▶ Source passage:
--- --- ---
Location
- Stanwood, IowaCedar County and Jones County United States
- Coordinates: 41.894890, -91.151147

District information
- Type: Public
- Grades: PreK-12
- Established: 1995
- Superintendent: Mark Dohmen
- Schools: 3
- Budget: $13,514,000 (2020-21)
- NCES District ID: 1917100

Students and staff
- Students: 631 (2022-23)
- Teachers: 52.89 FTE
- Staff: 82.59 FTE
- Student–teacher ratio: 11.93
- Athletic conference: Tri Rivers Conference
- District mascot: Knights
- Colors: Purple, Teal and Silver

Other information
- Website: north-cedar.org/Home

= North Cedar Community School District =

Public school district in Stanwood, Iowa, United States

The North Cedar Community School District is a rural public school district headquartered in Stanwood, Iowa. The district is in portions of northern Cedar County and a small section of Jones County, and serves the communities of Stanwood, Mechanicsville, Clarence and Lowden, and surrounding unincorporated areas.
--- --- ---
▶ Stored data:

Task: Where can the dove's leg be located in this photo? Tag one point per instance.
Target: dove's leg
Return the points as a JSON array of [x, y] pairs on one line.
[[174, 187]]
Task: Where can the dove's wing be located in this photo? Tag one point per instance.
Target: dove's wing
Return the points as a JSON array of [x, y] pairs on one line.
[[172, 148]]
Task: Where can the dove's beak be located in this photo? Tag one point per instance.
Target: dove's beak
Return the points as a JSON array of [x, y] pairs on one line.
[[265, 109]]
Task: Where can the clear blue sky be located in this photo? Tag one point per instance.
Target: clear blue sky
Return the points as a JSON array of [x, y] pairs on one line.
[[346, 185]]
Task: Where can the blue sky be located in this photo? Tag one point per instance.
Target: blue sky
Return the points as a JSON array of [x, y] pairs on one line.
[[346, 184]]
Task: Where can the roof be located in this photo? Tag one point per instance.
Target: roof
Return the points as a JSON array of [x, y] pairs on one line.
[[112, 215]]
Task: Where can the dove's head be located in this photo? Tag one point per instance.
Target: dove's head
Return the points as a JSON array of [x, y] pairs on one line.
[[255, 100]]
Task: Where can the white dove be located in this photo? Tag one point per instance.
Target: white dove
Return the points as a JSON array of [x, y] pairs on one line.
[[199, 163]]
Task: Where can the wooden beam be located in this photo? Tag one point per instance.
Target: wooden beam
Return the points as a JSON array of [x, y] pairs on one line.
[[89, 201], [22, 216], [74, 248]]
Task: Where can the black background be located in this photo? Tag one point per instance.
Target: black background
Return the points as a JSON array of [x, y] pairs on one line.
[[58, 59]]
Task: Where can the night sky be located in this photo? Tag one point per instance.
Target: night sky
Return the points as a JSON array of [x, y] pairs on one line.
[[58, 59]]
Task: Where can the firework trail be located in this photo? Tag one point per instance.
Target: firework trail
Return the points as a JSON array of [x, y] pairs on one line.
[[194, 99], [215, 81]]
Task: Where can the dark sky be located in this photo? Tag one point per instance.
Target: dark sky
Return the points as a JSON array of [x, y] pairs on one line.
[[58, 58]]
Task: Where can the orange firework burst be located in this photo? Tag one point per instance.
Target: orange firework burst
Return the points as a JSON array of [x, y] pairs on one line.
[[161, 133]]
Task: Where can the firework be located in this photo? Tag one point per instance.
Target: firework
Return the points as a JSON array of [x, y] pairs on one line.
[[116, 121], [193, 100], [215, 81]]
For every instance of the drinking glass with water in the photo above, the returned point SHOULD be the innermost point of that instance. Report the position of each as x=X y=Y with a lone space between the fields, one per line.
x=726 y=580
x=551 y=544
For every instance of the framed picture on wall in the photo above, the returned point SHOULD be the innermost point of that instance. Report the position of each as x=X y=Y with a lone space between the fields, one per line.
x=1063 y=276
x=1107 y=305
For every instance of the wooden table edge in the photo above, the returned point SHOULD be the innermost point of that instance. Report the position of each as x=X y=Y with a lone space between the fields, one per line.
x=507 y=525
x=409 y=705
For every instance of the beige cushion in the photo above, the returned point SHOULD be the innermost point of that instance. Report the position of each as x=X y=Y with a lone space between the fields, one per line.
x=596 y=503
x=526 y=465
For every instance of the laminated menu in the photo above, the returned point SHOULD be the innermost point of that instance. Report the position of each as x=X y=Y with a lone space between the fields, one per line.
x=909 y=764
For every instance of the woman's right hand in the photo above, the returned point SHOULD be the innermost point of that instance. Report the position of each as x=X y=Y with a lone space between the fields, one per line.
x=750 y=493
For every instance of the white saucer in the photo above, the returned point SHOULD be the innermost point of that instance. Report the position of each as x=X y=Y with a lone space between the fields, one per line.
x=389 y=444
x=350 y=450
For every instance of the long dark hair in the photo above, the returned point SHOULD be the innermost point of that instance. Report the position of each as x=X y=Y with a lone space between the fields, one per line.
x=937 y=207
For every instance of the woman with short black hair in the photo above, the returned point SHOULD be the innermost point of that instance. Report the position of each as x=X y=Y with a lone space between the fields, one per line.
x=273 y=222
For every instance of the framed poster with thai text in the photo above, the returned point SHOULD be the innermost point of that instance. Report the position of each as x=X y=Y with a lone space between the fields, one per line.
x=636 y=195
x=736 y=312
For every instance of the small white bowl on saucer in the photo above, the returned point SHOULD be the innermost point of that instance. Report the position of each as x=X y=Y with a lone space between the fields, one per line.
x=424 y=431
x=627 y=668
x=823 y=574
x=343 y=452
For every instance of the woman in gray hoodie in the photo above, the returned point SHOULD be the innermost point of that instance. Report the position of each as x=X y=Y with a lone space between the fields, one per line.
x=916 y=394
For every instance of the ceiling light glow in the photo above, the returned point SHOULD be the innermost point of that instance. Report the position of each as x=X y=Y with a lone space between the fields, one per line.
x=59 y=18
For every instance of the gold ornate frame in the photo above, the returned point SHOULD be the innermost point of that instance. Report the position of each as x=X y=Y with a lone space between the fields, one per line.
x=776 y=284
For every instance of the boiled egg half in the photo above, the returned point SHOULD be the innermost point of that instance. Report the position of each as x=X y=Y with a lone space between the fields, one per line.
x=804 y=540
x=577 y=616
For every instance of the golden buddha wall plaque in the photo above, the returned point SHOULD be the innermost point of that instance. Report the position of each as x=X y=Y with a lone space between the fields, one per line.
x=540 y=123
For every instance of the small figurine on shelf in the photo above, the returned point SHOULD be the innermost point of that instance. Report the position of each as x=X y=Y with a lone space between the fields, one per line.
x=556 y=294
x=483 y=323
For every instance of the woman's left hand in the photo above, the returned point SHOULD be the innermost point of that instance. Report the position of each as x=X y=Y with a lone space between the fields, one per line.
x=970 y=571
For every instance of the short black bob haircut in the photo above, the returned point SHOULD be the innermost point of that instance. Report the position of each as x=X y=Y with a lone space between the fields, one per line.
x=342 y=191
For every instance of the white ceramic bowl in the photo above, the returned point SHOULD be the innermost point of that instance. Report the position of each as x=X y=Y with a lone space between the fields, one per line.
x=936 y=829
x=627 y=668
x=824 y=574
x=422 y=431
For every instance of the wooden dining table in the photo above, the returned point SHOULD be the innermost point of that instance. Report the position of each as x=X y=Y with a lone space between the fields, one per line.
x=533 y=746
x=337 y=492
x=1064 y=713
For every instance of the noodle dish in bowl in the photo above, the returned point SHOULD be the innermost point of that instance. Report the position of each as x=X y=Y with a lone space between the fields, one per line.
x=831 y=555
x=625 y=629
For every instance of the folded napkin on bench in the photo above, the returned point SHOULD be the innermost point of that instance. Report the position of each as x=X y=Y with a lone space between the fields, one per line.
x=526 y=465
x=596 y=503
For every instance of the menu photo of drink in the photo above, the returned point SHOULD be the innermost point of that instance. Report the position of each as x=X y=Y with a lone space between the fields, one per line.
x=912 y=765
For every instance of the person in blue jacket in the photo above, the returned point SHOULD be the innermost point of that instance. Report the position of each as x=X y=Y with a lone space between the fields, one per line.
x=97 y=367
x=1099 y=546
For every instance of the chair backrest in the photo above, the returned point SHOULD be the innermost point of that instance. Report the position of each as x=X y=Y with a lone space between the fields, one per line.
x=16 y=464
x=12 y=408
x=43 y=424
--- --- ---
▶ Parts of the exercise:
1: Rewrite the part of the school district description starting with "Public school district in" and going on through "surrounding unincorporated areas.", putting "based" in place of "headquartered".
2: Extend the description of the North Cedar Community School District, continuing after its last sentence.
The rows have nothing to do with the North Cedar school district text.

▶ Task-by-task answers:
1:
Public school district in Stanwood, Iowa, United States

The North Cedar Community School District is a rural public school district based in Stanwood, Iowa. The district is in portions of northern Cedar County and a small section of Jones County, and serves the communities of Stanwood, Mechanicsville, Clarence and Lowden, and surrounding unincorporated areas.

2:
North Cedar consists of three schools: elementary schools (preK-6) in Lowden and Mechanicsville, and a Junior/Senior High School (7-12) in Clarence. The district offices are located in Stanwood. The school district is accredited by the North Central Association of Colleges and Schools and the Iowa Department of Education.

==History==
It was established on July 1, 1995, by the merger of the Clarence-Lowden Community School District and the Lincoln Community School District.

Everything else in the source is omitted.